Born October 5, 1932 in Los Angeles, California
First African American congresswoman
and assemblywoman elected from
California; first African American
member of the Los Angeles County
Board of Supervisors
Yvonne Braithwaite Burke, an only child, was born on October 5, 1932 to James A. Watson and Lola Moore Watson. She grew up in Los Angeles, where her father worked as a janitor for MGM studios. While there, he organized the janitors into the service employees union. Her mother was an elementary school teacher, and later became a stockbroker. The couple met when her father -- who played baseball on an all-black team for a city in Texas -- traveled to her mother's home town to play. They became acquainted at a reception following the game, and dated for six years before marrying.
The neighborhood in which Burke grew up was close to commercial areas in downtown Los Angeles. It was multiethnic, with Chinese, Japanese and Mexican Americans in the neighborhood, as well as African Americans. Racial covenants were in force at the time, which effectively kept minorities from moving into predominantly white neighborhoods. Because of the de facto segregation, African Americans of all economic strata lived not far from each other.
A “straight A” student throughout her academic career, Burke was transferred in the fourth grade into a teacher training “lab” school at the University of California where she could take advantage of the better curriculum there. She decided at age 15 that she eventually wanted to go to law school.
In 1949, after graduating high school, she traveled north to Berkeley to attend the University of California at Berkeley. She also was a member of the Alpha Kappa Alpha Sorority. In her junior year she transferred back down to Los Angeles to attend the University of California at Los Angeles, and earned her undergraduate degree from the institution. By moving back in with her parents, she was able to save money to attend law school. In 1956 Burke graduated in the top third of her class to earn her juris doctorate from the University of Southern California Law School. While attending USC, she and two Jewish students were refused membership in the women's law society and so launched their own rival group.
Burke shone early in her career as a defender of public interest. In 1965, after the infamous and wildly destructive Watts riots in Los Angeles, she played a key role in organizing the legal defense for those charged in the riots. Soon after, she was named by the governor to the McCone Commission, which was charged with determining the cause of the riots.

▸ DATA EXCERPT:
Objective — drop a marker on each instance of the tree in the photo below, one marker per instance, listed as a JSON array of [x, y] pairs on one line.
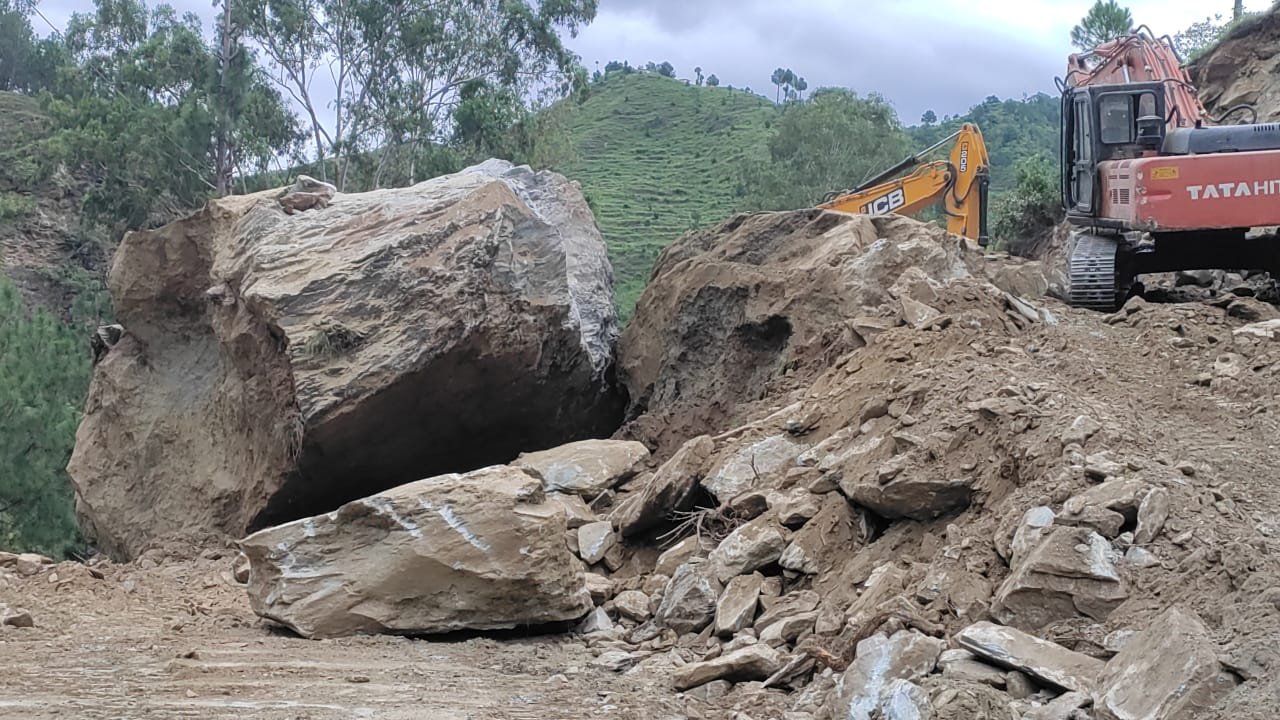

▸ WRITTEN PROBLEM: Please write out the Yvonne Braithwaite Burke biography above, starting at "The neighborhood in" and ending at "from each other.".

▸ FINISHED EXERCISE:
The neighborhood in which Burke grew up was close to commercial areas in downtown Los Angeles. It was multiethnic, with Chinese, Japanese and Mexican Americans in the neighborhood, as well as African Americans. Racial covenants were in force at the time, which effectively kept minorities from moving into predominantly white neighborhoods. Because of the de facto segregation, African Americans of all economic strata lived not far from each other.